**Reading passage:**
Opinion: Want to solve the shortage crisis? Pay drivers more

by Chris Jackson

by Garrett Withington

Brexit still infuses everything. For instance, in the papers, a person’s conclusion about the HGV driver shortage is seemingly an extension of how they voted in the 2016 referendum. Remainers blame the lack of European drivers coming from the continent, whereas Brexiters chalk it up to Covid-19’s interruption of the international supply chain. Unusually, however, this time they are both right.

Many headlines seemingly place the blame at the feet of Brexit, or emphasise it as the leading cause, but a quick look at driver vacancy numbers suggest the decision to leave the European Union isn’t wholly to blame. Reports show that there are around 100,000 vacancies for HGV drivers, yet only 14,000 European drivers have left the country and relocated to the UK permanently. That still means a deficit of 86,000 drivers. Few have sought to further question whether drivers are refusing to return due to the pandemic and the UK’s association with the Delta variant, instead conflating assumptions as answers.

**Extracted records:**

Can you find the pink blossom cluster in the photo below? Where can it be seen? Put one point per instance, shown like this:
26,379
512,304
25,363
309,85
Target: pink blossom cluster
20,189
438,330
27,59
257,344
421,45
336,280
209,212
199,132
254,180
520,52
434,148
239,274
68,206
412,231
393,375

**What you will do:**
**A.** In the opinion piece on the driver shortage, swap "Remainers" for "Remain voters" and reproduce the text between "by Garrett Withington" and "are both right.", inclusive.
**B.** In the opinion piece on the driver shortage, why does the writer say a person's conclusion about the HGV driver shortage seems to extend from how they voted in the 2016 referendum?

**Solutions per task:**
**A.**
by Garrett Withington

Brexit still infuses everything. For instance, in the papers, a person’s conclusion about the HGV driver shortage is seemingly an extension of how they voted in the 2016 referendum. Remain voters blame the lack of European drivers coming from the continent, whereas Brexiters chalk it up to Covid-19’s interruption of the international supply chain. Unusually, however, this time they are both right.

**B.** Each side of the referendum blames a different cause. Remainers blame the lack of European drivers coming from the continent. Brexiters attribute the shortage to Covid-19's interruption of the international supply chain.